- TASK GOAL
Copy the following items word for word, leaving out the pictures.

[Bounding box annotation entries]

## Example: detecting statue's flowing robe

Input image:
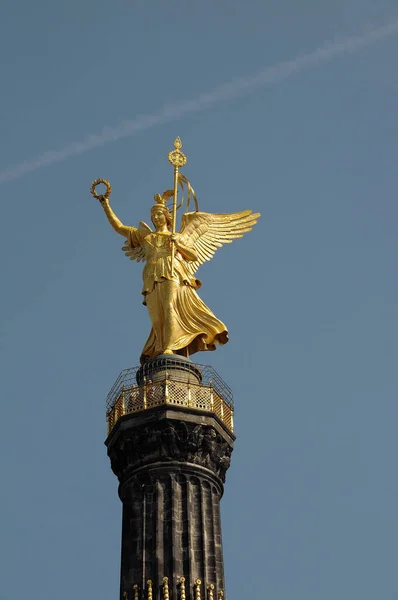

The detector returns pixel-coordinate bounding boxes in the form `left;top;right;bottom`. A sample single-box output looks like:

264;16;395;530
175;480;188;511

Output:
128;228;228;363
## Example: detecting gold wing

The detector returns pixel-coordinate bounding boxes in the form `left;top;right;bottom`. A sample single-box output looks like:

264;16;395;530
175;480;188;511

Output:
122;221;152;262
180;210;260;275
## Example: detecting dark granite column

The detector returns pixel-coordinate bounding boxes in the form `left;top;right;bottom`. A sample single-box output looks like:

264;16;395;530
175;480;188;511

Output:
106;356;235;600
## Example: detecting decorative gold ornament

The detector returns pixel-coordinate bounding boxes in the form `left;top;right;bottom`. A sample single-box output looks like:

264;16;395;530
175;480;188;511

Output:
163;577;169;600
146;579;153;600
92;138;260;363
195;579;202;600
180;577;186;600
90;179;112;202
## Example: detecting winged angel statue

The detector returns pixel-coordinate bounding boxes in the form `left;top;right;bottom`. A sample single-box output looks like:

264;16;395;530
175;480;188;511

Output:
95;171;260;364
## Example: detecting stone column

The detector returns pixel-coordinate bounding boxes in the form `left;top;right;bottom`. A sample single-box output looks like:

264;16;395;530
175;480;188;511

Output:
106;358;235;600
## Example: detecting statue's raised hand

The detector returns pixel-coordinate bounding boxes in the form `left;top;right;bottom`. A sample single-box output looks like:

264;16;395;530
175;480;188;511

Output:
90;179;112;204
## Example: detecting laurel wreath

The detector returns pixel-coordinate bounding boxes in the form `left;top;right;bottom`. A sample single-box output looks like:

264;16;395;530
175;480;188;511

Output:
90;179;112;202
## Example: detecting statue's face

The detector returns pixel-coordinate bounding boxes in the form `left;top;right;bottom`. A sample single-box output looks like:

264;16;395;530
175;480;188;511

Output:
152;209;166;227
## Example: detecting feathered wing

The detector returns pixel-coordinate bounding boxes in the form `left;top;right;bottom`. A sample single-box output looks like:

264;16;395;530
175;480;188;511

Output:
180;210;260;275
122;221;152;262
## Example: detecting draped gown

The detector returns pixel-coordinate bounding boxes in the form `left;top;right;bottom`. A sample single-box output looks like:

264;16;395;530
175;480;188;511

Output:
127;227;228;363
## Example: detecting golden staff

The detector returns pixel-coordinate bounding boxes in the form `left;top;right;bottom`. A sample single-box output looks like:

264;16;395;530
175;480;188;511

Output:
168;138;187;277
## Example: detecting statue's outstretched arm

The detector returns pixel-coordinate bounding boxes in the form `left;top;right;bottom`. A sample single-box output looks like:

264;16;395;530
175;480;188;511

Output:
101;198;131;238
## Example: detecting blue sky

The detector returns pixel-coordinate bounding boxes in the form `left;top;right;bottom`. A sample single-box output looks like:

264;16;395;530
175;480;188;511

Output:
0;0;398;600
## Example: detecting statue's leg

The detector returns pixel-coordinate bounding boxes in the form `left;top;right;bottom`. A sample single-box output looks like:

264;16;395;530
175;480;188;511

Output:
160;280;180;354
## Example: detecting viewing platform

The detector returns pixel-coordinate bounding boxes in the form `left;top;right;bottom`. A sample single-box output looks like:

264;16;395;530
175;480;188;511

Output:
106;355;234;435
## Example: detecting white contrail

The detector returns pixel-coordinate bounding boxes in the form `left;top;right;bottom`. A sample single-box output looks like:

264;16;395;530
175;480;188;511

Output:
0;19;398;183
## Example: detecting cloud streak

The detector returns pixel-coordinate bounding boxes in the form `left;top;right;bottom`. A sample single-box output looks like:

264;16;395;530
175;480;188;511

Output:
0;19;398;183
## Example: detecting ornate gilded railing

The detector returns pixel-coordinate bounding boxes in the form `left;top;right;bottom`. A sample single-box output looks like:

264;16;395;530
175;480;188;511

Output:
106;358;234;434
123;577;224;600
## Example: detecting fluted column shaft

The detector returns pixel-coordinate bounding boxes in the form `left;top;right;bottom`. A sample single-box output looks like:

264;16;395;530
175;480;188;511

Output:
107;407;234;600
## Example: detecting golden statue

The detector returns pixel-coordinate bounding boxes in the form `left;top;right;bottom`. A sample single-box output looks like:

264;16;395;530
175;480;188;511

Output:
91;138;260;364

- SOLVED PROBLEM
## Example: detecting statue's flowing robe

Input image:

The detector returns pixel-coordinate bounding boxes in the form `left;top;right;bottom`. A sample single-box output looks like:

264;16;395;530
175;480;188;511

Output:
128;228;228;363
## Example: detecting gold wing

The detector returns pixel-coordinate bounding boxes in the form `left;top;right;bottom`. A sample single-box output looks like:

264;16;395;530
175;480;188;511

Output:
122;221;152;262
180;210;260;275
## Example: detecting dark granite column

The detector returns pixel-coordinate bounding boxes in the form `left;top;right;bottom`. A sample single-box output looks like:

264;16;395;530
175;480;188;511

Output:
106;356;235;600
## Example: detecting decorative gold ornament

The detector returns pixel-coordinate bounding boxes in the form `left;top;right;bottom`. A sample single-box output looks like:

264;16;395;530
175;480;188;511

Output:
163;577;169;600
146;579;153;600
92;138;260;363
195;579;202;600
180;577;186;600
90;179;112;202
## Example: detecting winged angel statue

The detector returns pixel-coordinate bounding boxes in the form `left;top;right;bottom`. A sample single-box output looks like:

264;16;395;530
175;480;188;511

Output:
95;171;260;364
## Example: detecting stone column

The detector returns pixel-coordinate bounding boxes in the form `left;top;right;bottom`. A sample single-box output looks like:

264;16;395;530
175;480;188;511

Output:
106;358;235;600
## Example: detecting statue's raised hand

The detector returns pixel-coordinate bounding boxes in the form `left;top;right;bottom`. A sample single-box output looks like:

264;16;395;530
175;480;188;511

Output:
90;179;112;204
## Example: detecting laurel wreath

The detector returns pixel-coordinate bounding boxes in the form `left;top;right;bottom`. A sample single-box output looks like:

264;16;395;530
175;480;188;511

Output:
90;179;112;202
## Example: detecting statue's face

The detector returns pixel-coordinate bounding boxes in the form `left;top;right;bottom`. A sample single-box output looks like:

264;16;395;530
175;480;188;511

Output:
152;209;166;227
## Example: detecting feathered wing

The detector returns pixel-coordinate bounding boxes in the form `left;top;right;bottom`. A sample single-box output looks like:

264;16;395;530
175;480;188;511

Output:
180;210;260;275
122;221;152;262
## Example: detecting draped gown

The detector returns pixel-coordinate bounding boxes in the form `left;top;right;bottom`. A sample single-box output looks like:

264;16;395;530
175;480;188;511

Output:
127;227;228;363
## Example: detecting golden staff

The detector returns pixel-coordinate bounding boxes in the form `left;top;right;bottom`. A sample single-box output looks like:

264;16;395;530
175;480;188;511

Output:
168;138;187;277
## Example: detecting statue's outstretched arm

The detector returns pixel-coordinate bounding boxes in the form `left;top;right;bottom`. A sample single-box output looks like:

264;16;395;530
175;480;188;511

Output:
101;198;131;238
## Example: detecting blue sky

The detector returns pixel-coordinate bounding boxes in the form `left;top;right;bottom`. A sample single-box output looks like:

264;16;395;530
175;480;188;511

Output:
0;0;398;600
## Example: detecting statue's leg

The detector returns pixel-coordinate bounding boxes in the form `left;top;right;bottom`. A sample single-box output looks like:

264;16;395;530
175;480;188;511

Output:
160;280;180;354
## Example: detecting viewing platform

The detector returns pixel-coordinate bounding boxes in the form `left;top;right;bottom`. A sample single-box output looks like:

264;16;395;530
175;480;188;511

Output:
106;355;234;435
## Example: detecting white contrail

The detector returns pixel-coordinate bounding boxes in the form `left;top;right;bottom`. A sample single-box output looks like:

264;16;395;530
175;480;188;511

Output:
0;19;398;183
## Example: detecting cloud streak

The detector returns pixel-coordinate bounding boxes in the form `left;top;right;bottom`. A sample single-box output looks like:

264;16;395;530
175;480;188;511

Output:
0;19;398;183
## Example: detecting ornate gilded railing

The detector returns pixel-coordinate bounding boxes in the form `left;top;right;bottom`. A sample single-box output looks like:

264;16;395;530
175;480;188;511

Output:
106;358;234;434
123;577;224;600
## Example: detecting fluted column shaft

The detector returns pixel-coordinate bounding boxes in the form `left;top;right;bottom`. A sample single-box output looks like:

264;16;395;530
175;480;188;511

Output:
107;407;234;600
## Example: detecting golden statue

The detector returns pixel-coordinate bounding boxes in the form `left;top;right;bottom`. A sample single-box output looks like:

264;16;395;530
175;480;188;511

Output:
91;138;260;364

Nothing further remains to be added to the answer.